• Your goal:
How many of the lines in the material below contain the word "breast"? Give the number alone.

--- Extracted information Enclosed Below ---

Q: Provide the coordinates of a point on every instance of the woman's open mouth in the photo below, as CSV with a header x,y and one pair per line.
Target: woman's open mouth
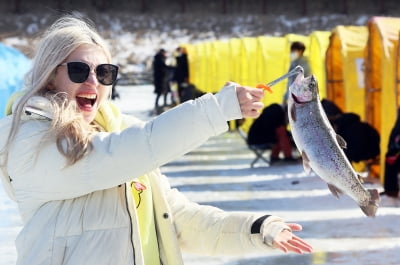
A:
x,y
86,101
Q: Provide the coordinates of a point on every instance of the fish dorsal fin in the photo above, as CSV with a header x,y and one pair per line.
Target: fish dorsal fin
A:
x,y
342,143
306,162
334,190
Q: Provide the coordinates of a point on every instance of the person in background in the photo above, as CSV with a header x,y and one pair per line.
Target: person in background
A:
x,y
181,72
86,177
297,57
161,76
270,129
392,162
362,139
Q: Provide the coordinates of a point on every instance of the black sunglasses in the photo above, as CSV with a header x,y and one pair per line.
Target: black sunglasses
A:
x,y
78,72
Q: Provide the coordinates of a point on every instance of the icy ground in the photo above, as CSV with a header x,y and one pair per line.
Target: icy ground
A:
x,y
218,173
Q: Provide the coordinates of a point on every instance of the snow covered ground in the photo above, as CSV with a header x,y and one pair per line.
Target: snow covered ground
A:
x,y
218,173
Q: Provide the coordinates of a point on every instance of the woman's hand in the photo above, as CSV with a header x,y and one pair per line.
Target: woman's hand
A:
x,y
249,100
287,241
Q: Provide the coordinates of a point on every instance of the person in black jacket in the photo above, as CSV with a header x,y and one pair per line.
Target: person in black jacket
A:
x,y
392,162
181,74
361,138
161,77
270,129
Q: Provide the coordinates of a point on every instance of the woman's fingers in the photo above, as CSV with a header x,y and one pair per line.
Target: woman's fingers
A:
x,y
250,101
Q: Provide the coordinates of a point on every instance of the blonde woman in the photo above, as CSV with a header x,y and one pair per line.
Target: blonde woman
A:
x,y
86,177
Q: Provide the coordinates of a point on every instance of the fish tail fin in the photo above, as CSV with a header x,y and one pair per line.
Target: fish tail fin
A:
x,y
373,205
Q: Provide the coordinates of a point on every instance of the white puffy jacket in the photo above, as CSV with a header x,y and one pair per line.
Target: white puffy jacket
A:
x,y
84,214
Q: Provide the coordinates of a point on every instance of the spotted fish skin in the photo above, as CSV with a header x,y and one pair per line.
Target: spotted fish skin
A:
x,y
321,148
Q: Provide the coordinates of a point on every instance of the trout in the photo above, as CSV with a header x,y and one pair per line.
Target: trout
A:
x,y
321,148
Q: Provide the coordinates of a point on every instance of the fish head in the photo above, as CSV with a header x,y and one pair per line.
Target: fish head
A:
x,y
304,89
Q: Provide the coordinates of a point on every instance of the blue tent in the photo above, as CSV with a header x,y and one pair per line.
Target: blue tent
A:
x,y
13,66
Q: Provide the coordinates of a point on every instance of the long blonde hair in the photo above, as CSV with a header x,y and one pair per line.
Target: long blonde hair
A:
x,y
71,131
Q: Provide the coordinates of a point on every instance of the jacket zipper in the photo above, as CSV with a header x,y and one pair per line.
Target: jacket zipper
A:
x,y
130,220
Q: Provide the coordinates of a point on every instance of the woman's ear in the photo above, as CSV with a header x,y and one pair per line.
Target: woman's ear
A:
x,y
50,85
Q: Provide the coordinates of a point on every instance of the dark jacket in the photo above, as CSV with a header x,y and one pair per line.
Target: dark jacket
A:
x,y
262,131
160,72
361,138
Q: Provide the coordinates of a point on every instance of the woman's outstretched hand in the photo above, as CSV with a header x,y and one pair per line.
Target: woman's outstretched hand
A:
x,y
249,100
288,242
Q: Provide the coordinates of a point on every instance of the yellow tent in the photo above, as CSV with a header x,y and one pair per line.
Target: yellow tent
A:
x,y
270,65
344,68
192,61
222,71
235,58
380,81
249,61
319,41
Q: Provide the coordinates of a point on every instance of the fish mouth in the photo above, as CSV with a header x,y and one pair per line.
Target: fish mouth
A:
x,y
296,99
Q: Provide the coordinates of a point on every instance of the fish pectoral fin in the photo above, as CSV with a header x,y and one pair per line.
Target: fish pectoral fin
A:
x,y
342,143
306,162
335,190
373,203
360,178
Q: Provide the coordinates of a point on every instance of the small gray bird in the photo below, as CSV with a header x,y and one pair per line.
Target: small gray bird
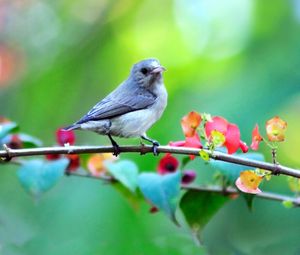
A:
x,y
132,108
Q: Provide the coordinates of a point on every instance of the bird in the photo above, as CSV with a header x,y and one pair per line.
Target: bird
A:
x,y
132,108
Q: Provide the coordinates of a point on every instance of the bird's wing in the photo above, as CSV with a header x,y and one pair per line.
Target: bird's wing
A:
x,y
114,105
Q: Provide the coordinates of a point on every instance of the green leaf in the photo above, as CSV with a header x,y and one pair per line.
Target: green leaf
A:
x,y
232,171
199,207
288,204
125,171
38,176
162,191
7,128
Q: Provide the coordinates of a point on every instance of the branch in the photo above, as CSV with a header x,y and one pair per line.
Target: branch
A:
x,y
8,153
218,189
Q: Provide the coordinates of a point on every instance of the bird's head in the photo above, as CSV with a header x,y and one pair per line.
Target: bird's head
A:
x,y
147,72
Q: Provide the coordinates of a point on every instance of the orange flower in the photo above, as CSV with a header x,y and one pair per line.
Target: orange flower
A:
x,y
248,182
190,122
276,128
256,138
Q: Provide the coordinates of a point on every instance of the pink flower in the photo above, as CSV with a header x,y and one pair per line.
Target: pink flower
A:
x,y
167,164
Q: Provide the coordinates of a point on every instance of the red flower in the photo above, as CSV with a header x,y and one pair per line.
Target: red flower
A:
x,y
52,156
229,130
15,142
153,209
167,164
188,176
65,137
74,162
193,142
256,138
190,122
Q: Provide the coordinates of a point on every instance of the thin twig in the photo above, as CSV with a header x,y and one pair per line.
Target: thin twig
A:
x,y
216,155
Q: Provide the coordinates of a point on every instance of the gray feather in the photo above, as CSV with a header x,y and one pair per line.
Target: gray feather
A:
x,y
119,102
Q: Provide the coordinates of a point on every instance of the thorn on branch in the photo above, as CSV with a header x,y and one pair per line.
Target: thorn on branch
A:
x,y
276,164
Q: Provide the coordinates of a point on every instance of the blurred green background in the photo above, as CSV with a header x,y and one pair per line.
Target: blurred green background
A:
x,y
237,58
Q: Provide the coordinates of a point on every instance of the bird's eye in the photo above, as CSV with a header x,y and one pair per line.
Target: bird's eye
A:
x,y
144,70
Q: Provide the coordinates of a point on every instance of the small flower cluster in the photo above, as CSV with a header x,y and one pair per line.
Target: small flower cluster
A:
x,y
95,163
216,131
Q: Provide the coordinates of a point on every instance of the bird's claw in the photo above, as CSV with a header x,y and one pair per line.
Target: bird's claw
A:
x,y
155,145
117,150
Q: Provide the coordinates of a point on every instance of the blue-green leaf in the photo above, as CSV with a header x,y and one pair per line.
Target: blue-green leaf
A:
x,y
232,171
125,171
27,140
7,128
162,191
38,176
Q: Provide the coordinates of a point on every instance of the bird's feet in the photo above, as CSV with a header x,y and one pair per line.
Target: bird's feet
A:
x,y
116,147
155,145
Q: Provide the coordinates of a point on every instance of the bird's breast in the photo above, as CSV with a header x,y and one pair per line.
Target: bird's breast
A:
x,y
136,123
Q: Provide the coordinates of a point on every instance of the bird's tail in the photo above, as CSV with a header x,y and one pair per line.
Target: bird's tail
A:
x,y
72,127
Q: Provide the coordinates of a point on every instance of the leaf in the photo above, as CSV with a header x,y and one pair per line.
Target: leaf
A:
x,y
125,171
199,207
162,191
7,128
232,171
38,176
288,204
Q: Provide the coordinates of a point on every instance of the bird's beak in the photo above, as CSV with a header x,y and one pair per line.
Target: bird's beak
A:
x,y
158,69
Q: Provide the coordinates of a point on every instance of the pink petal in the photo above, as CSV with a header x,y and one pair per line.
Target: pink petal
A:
x,y
232,137
218,123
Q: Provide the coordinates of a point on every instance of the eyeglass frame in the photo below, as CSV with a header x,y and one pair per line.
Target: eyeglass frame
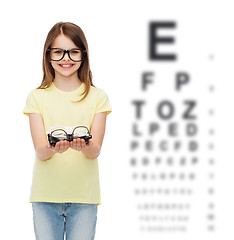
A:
x,y
53,140
68,53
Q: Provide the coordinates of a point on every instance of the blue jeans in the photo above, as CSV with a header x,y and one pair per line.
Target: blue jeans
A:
x,y
52,221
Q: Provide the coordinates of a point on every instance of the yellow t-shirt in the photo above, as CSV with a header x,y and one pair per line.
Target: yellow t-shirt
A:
x,y
70,176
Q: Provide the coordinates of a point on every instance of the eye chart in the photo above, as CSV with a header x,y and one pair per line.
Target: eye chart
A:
x,y
177,161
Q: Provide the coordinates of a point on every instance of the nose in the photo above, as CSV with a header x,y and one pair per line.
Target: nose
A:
x,y
66,57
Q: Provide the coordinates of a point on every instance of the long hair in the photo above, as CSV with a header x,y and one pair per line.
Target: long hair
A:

--- End of Enclosed Extracted information ---

• Solved problem:
2